==== Excerpted text

Once at a high school in Dallas, Texas, in March 1913, Ferguson gave a two-hour lecture (both singing and speaking) on "Vagabondia, or Songs of the Open Road." In that lecture he said the following, "Vagabondage does not mean to me simply long hair and filth. It means being one's self. Every true vagabond is himself. It is of the greatest importance to be one's self." On the same trip, under the auspices of the Standard Club of Dallas, he lectured to an audience of two-hundred repeating over and over, "These songs are not England's any more than they are yours."

In 1904, Ferguson provided pre-opera lectures for Charles Manners' (1857–1938) Moody-Manners touring company (the larger) for its performances at the Theatre Royal, Drury Lane lecturing on Charles Gounod's Faust and Fromental Halévy's La Juive, and Richard Wagner's Tristan und Isolde and Lohengrin.

Around the outbreak of World War I, Foxton Ferguson became a Master at Eton College where he was beloved by his students through the last years of his life. An obituary in the Eton College Chronicle of 5 November 1920 reads, "His face was irresistibly humorous; you could not see him without feeling a keen interest in him. His singing (how often and how gladly we have heard him sing) was a constant joy, and abides, thought we shall never hear him sing again, a joy forever. ... you could not meet him without feeling some influence for good: always he lived in harmony with the best and in peace with all. ... to love others first, with or without return, is what matters most; ... he came to us already knowing it, it was in this spirit that he lived and died."

========

*Directions*:
- a) In the passage on Foxton Ferguson, what was the title of the lecture he gave at a Dallas high school in March 1913?
- b) Continue the passage on Foxton Ferguson from the point where it ends.

==== Extracted material

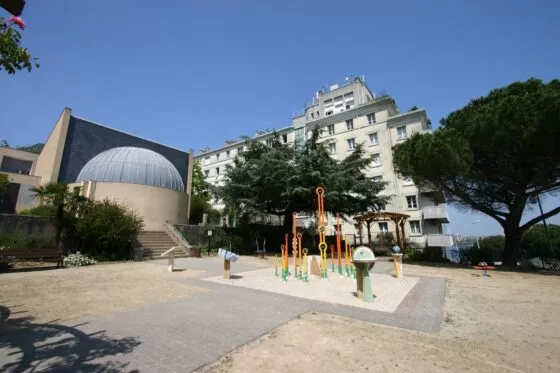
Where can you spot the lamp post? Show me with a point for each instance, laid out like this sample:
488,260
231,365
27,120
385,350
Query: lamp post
476,232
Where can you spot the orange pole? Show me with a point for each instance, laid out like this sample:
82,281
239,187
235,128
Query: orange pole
338,243
286,247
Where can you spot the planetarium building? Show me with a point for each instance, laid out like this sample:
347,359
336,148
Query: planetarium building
151,179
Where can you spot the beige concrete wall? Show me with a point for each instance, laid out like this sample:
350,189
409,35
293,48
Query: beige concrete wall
26,199
154,204
17,154
48,162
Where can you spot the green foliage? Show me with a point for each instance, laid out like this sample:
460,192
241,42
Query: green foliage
13,56
77,260
4,184
201,195
490,251
107,230
535,244
41,210
22,240
273,179
495,155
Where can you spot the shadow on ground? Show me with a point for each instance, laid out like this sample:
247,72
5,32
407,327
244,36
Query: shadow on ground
32,347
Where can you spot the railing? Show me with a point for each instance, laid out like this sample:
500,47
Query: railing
177,236
435,212
440,240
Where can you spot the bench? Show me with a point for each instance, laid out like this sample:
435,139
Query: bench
484,268
46,254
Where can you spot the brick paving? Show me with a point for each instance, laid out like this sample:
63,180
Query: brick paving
182,335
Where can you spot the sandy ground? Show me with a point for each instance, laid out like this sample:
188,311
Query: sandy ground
73,293
506,323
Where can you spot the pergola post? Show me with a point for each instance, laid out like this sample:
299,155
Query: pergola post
360,229
403,236
396,220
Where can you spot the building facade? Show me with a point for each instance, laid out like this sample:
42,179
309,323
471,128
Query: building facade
351,114
151,179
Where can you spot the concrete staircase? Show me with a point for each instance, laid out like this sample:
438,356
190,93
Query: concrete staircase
156,243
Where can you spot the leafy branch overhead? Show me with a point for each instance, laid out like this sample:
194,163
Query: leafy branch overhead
275,179
496,156
13,56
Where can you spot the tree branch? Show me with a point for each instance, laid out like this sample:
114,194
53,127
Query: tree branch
539,218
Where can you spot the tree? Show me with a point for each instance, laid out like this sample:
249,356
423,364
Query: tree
275,179
536,244
68,206
495,155
13,56
201,195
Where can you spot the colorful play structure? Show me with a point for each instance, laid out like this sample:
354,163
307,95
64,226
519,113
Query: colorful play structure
303,265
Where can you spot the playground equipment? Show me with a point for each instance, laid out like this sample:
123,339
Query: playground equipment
338,244
397,259
228,258
364,260
322,231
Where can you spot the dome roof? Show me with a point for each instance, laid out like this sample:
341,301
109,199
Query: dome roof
133,166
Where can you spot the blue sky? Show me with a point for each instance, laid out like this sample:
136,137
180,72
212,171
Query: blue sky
195,73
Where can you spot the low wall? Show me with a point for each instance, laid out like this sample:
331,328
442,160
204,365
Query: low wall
28,224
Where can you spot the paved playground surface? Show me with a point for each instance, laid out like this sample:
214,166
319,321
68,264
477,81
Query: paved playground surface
389,291
178,322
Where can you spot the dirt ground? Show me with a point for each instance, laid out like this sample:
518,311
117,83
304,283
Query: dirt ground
73,293
507,323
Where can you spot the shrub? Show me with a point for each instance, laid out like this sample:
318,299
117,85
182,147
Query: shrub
43,210
77,260
107,230
22,240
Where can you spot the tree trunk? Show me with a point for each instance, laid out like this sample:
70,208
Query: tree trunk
513,233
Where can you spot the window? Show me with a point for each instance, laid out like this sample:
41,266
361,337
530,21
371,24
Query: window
411,202
401,133
415,227
408,181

========

*Numbered responses*:
- a) "Vagabondia, or Songs of the Open Road."

- b)
==Publications==
In addition to his English translations he contributed to several music periodicals including The Academy & Literature, and The Girl's Own Paper. In the latter in October 1903, he contributed a "Schubert Fantasy" and from 1903 to 1904 as series of articles entitled "Music as a Profession for Girls." Foxton Ferguson is also thanked by his friend the American architect Alfred Hopkins for being a good friend and a reader in the preface of his 1920 book Modern Farm Buildings.

==Family==
Foxton Ferguson's younger brother Rev. William Harold Ferguson (1874–1950) was also a composer, clergyman, and hymnbook editor. He followed in his brother's footsteps first as a chorister at Magdalen College and then as a student at Das Königliche Konservatorium der Musik zu Leipzig. On 19 January 1906, he accompanied a duo recital for Beatrice Spencer and Foxton Feguson in Alexandra Hall on Cookridge St. in Leeds.

==Death==
Foxton Ferguson died unexpectedly of a duodenal ulcer while singing a concert on 2 November 1920 (The Cottage Hospital Littleham, Exmouth, Devonshire).